■ Texto fuente
• • • • • • •

La comparación histórica estremece: ni durante la crisis de 2001 el SMVM perforó niveles tan bajos como los actuales. Nunca desde 1994 se vio semejante retroceso. Aquella Argentina que se incendiaba entre cacerolas, corralitos y helicópteros al menos preservaba un piso salarial que hoy está completamente dinamitado. Y si se toma sólo el período Milei–Caputo, la caída acumulada llega a un 35,2% en términos reales, según CIFRA. Esto implica que, si el salario mínimo no hubiera sido triturado durante los últimos diez años, hoy debería ubicarse alrededor de $760.000, más del doble de lo que efectivamente perciben millones de trabajadores.
El desplome tiene nombres, decisiones y responsables. La devaluación del 118% aplicada por Caputo en su primer día de gestión no fue un daño colateral: fue un diseño. Un shock programado para licuar salarios, bajar costos laborales y ordenar la inflación a fuerza de empobrecer a la mayoría. La política salarial se mantuvo en el mismo carril: cinco reuniones consecutivas del Consejo del Salario terminaron sin acuerdo y, ante la falta de consenso, la Secretaría de Trabajo impuso aumentos mínimos alineados a la posición empresaria. Basta recordar aquel vergonzoso incremento de abril 2025, equivalente a “tres empanadas”, que se volvió símbolo de la humillación institucionalizada.

• • • • • • •

■ Material aportado
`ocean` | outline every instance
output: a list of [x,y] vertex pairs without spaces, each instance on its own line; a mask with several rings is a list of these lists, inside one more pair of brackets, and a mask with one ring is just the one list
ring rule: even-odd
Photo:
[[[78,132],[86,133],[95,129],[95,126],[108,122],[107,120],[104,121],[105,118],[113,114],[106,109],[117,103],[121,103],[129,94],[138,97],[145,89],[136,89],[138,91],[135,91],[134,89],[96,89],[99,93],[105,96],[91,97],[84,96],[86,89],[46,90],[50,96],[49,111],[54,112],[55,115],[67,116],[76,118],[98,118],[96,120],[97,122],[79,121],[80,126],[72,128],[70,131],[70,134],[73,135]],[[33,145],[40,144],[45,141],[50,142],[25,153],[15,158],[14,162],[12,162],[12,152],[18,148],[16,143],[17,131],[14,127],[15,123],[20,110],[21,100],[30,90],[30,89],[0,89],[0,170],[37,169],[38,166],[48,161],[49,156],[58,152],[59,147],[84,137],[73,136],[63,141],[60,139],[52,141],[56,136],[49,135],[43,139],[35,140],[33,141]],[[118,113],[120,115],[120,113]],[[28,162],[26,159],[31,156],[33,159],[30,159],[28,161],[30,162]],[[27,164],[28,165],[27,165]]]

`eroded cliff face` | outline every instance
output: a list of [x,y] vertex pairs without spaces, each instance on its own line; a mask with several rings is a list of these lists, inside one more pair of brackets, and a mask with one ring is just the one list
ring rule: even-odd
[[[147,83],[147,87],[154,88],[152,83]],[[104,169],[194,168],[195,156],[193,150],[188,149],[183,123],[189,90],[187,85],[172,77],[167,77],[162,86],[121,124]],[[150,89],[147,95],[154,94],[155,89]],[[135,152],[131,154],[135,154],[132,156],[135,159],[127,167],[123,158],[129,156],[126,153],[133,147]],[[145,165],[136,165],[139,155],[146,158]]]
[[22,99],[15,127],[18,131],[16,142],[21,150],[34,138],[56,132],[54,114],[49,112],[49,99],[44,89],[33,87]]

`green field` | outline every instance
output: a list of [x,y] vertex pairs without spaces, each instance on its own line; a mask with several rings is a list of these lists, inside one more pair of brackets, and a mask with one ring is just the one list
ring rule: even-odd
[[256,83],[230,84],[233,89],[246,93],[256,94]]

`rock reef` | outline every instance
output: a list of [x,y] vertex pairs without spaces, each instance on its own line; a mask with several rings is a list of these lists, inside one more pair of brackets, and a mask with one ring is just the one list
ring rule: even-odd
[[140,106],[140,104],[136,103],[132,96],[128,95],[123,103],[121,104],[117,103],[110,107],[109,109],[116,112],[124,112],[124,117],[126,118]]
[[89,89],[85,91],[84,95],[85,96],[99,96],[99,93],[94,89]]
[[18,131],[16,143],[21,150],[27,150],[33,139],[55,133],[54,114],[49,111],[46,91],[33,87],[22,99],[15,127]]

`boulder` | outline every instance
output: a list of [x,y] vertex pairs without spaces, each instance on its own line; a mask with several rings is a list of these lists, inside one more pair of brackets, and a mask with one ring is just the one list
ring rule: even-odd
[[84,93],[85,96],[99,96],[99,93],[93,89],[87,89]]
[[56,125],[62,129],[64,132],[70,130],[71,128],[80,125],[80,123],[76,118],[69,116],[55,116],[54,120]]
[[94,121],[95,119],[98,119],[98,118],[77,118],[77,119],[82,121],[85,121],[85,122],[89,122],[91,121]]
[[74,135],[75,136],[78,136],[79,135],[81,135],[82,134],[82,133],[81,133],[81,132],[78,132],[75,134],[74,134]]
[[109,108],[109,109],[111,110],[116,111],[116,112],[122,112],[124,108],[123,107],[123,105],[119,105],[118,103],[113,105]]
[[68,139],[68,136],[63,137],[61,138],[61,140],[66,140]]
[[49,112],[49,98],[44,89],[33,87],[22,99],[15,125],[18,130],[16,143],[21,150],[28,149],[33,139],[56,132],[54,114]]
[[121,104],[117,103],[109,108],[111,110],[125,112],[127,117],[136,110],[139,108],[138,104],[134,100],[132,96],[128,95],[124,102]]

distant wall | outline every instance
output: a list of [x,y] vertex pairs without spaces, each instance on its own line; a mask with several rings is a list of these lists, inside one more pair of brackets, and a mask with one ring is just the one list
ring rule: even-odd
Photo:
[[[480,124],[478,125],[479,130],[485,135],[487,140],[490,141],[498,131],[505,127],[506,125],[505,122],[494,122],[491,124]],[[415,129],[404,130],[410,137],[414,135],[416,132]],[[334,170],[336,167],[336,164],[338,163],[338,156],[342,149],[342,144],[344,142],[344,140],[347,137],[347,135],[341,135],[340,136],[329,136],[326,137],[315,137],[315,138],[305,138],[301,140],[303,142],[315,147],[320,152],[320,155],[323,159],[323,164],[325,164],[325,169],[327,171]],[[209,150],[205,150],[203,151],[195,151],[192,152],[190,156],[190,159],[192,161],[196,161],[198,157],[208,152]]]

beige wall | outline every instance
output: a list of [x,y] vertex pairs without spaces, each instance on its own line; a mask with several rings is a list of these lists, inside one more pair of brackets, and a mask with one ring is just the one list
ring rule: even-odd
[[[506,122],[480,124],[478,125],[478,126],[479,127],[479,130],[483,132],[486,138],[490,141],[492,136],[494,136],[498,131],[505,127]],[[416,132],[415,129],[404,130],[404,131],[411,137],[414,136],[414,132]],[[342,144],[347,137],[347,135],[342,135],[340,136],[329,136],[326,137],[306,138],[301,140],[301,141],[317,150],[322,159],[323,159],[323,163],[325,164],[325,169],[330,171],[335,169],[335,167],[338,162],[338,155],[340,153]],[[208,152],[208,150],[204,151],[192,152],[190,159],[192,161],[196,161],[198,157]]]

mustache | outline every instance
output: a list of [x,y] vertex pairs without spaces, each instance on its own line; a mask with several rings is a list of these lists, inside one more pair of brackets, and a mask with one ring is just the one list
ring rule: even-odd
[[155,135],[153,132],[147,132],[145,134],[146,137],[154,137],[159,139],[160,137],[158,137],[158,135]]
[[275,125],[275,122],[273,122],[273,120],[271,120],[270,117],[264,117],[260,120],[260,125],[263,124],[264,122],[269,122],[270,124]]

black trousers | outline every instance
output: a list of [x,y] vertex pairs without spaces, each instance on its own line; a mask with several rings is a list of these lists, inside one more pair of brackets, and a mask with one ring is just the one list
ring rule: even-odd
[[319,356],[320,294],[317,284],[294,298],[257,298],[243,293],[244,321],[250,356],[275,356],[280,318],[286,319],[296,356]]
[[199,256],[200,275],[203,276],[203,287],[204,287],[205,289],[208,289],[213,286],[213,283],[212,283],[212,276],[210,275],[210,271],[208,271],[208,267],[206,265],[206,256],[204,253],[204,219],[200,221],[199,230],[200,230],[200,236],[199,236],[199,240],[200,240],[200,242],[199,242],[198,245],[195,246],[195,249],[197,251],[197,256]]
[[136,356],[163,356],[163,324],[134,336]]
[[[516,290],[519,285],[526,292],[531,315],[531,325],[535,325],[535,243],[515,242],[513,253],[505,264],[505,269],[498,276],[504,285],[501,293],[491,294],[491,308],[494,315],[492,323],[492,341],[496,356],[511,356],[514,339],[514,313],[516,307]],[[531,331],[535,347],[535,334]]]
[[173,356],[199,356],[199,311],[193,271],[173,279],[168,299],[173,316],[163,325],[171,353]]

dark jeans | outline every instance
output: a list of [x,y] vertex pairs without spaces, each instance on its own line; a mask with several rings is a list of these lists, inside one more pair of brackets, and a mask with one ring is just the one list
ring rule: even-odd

• • • • • • •

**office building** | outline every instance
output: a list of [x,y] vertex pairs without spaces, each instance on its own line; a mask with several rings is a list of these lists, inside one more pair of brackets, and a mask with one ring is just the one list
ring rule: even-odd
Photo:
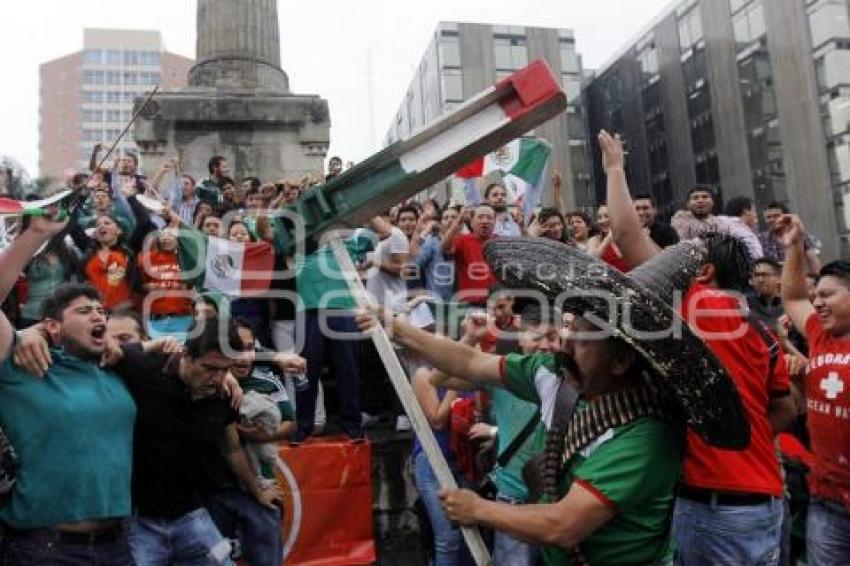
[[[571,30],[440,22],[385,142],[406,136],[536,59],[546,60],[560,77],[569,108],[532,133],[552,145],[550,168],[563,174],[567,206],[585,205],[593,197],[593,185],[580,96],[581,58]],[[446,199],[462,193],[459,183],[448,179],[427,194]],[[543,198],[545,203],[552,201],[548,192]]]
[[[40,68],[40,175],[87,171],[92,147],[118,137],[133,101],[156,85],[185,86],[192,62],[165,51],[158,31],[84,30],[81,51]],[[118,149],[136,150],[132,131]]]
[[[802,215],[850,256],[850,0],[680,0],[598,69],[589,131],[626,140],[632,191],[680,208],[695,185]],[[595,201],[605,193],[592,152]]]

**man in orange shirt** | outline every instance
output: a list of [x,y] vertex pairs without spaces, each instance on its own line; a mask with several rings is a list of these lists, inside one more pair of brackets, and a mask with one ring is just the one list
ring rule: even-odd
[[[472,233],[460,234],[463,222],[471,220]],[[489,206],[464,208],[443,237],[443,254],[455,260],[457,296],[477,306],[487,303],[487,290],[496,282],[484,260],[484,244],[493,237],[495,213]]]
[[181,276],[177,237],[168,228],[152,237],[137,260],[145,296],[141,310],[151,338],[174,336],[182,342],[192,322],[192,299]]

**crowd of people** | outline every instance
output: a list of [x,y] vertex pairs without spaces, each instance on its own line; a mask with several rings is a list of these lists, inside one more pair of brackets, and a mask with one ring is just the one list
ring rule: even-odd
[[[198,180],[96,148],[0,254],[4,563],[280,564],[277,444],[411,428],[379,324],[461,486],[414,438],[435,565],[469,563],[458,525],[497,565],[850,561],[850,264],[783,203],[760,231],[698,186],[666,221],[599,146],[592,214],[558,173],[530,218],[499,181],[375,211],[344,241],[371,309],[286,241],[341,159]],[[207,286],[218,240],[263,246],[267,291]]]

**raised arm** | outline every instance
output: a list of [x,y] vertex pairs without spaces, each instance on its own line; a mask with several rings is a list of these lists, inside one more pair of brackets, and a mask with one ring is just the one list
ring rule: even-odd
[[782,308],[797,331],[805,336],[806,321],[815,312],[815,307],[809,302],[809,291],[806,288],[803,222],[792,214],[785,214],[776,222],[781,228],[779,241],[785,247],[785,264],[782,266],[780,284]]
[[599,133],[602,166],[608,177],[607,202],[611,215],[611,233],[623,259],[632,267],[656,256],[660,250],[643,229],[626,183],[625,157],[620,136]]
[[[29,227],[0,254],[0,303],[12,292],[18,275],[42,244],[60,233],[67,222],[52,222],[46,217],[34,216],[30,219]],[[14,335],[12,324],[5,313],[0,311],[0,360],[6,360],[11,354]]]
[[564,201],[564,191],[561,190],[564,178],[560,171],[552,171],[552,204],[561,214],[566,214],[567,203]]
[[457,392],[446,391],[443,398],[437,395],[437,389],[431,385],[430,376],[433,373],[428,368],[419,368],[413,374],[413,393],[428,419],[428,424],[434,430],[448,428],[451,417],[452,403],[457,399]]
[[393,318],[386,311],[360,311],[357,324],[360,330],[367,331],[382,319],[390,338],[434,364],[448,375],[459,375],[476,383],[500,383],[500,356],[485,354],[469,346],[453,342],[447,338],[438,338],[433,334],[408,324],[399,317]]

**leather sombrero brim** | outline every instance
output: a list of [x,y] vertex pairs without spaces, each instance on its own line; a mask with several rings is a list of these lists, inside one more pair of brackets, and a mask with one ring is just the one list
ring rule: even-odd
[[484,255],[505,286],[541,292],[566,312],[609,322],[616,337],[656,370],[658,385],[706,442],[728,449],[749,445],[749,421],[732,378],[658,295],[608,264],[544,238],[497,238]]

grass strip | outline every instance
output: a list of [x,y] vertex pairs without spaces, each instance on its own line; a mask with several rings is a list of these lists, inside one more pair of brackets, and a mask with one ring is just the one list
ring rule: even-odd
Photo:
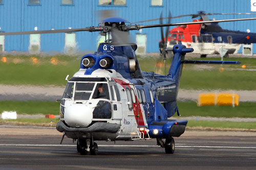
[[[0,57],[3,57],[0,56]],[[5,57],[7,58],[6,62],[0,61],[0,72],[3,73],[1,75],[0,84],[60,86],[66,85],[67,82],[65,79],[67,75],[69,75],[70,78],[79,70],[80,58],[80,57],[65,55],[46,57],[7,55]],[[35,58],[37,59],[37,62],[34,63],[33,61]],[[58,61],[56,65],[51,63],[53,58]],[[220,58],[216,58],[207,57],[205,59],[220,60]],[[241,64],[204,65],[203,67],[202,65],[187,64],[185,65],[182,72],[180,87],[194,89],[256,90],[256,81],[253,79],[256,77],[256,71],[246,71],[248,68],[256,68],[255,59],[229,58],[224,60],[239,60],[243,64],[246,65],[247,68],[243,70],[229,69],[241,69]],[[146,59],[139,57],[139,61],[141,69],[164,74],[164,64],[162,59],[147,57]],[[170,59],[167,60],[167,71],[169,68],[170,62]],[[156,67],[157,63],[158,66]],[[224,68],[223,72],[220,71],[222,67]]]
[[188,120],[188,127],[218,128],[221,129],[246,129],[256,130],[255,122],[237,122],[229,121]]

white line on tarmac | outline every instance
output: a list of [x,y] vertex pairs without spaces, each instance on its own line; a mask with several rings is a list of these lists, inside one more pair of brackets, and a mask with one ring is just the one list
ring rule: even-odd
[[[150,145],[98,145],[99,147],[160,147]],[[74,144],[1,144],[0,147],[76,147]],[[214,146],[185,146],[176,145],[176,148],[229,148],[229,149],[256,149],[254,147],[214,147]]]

• • • • • • •

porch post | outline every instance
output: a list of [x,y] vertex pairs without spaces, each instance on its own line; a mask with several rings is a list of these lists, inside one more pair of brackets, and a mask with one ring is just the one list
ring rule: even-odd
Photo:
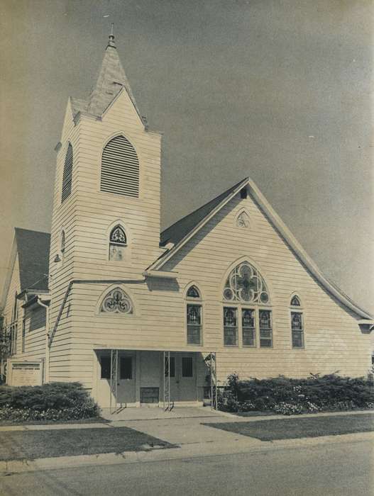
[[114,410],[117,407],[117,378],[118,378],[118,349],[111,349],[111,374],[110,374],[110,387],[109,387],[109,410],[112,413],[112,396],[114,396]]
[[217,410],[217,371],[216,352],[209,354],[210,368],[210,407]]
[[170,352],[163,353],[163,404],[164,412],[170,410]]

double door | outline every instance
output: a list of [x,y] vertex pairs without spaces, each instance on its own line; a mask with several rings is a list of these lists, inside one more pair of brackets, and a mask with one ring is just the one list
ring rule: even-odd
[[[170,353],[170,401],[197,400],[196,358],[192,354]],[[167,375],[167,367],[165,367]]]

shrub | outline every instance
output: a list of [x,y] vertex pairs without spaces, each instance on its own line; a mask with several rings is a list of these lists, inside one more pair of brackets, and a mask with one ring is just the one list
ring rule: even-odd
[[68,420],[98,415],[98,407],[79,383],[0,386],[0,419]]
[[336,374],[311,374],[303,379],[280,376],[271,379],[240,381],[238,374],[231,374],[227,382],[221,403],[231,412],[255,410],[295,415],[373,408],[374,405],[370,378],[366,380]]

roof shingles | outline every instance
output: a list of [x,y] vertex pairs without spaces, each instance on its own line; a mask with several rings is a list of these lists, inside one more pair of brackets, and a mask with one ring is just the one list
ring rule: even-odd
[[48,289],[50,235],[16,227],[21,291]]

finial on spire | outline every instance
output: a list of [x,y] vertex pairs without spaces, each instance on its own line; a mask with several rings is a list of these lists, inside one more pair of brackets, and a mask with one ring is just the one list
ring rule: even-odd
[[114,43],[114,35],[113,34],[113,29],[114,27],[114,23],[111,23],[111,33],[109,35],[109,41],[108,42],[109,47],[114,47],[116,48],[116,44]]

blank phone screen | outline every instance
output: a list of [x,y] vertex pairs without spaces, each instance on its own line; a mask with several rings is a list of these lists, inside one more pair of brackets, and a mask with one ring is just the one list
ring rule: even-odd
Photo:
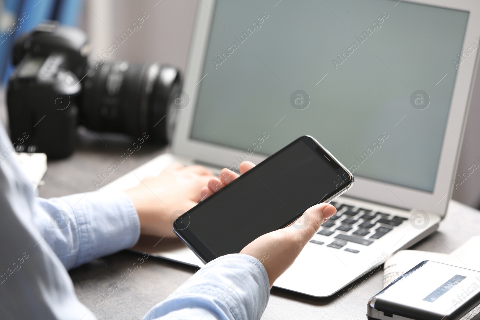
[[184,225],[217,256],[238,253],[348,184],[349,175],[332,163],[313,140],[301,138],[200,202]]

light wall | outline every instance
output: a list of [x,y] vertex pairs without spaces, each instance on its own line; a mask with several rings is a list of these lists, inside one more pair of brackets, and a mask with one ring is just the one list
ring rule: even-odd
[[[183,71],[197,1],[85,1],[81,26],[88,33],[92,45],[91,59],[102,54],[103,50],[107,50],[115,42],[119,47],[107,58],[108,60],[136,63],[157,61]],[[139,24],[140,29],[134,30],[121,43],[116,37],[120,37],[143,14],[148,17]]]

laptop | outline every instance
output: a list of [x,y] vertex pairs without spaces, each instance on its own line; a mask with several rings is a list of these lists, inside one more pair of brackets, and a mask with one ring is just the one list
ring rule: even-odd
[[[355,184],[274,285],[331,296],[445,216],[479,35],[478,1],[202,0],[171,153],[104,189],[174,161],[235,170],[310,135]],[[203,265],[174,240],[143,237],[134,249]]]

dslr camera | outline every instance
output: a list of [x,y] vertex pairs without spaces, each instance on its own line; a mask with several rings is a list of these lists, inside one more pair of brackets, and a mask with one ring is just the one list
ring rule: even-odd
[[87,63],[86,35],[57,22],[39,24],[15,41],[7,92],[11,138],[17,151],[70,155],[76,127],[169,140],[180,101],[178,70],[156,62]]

• • • • • • •

■ Tareas
1) Según el texto sobre el salario mínimo, ¿con qué fin se aplicó la devaluación del 118% en el primer día de gestión de Caputo? Explícalo en una a tres oraciones.
2) Responde estas preguntas con datos del texto sobre el salario mínimo:
(a) ¿Cuál es la caída acumulada del salario mínimo en términos reales durante el período Milei–Caputo, según CIFRA?
(b) ¿Cuántas reuniones consecutivas del Consejo del Salario terminaron sin acuerdo?
(c) ¿A qué equivalía el incremento de abril 2025?
3) Por favor, prolonga el texto sobre el salario mínimo a partir de su última oración.

■ Respuestas
1) La devaluación no fue un daño colateral, sino un diseño: un shock programado para licuar salarios y bajar costos laborales. También buscaba ordenar la inflación a fuerza de empobrecer a la mayoría.

2)
(a) Un 35,2%.
(b) Cinco.
(c) A "tres empanadas".

3)
Esta estrategia —que el Gobierno vende como “ancla antiinflacionaria”— tiene consecuencias devastadoras: informalidad récord del 37,7%, pérdida neta de 276.000 empleos registrados y el cierre de 19.000 PyMEs desde que Milei llegó al poder. En la región, Argentina pasó a ostentar el salario mínimo más bajo de América Latina, superado incluso por economías con PBI muy inferiores, según estudios del CELAG.
Y, sin embargo, el Gobierno insiste en que la caída del salario real es un “sacrificio necesario” para lograr la estabilidad macroeconómica. Caputo repite que “los salarios crecen en dólares” mientras las estadísticas muestran que los ingresos reales se hunden y la inflación, aunque desacelerada, sigue carcomiendo cada rincón del consumo masivo. Los defensores del mileísmo intentan instalar que “la crisis empezó en 2011” o que “la inflación heredada obligaba al ajuste”, pero esquivan el dato esencial: nada en treinta años provocó una destrucción tan violenta del salario como el shock libertario de 2023-2025.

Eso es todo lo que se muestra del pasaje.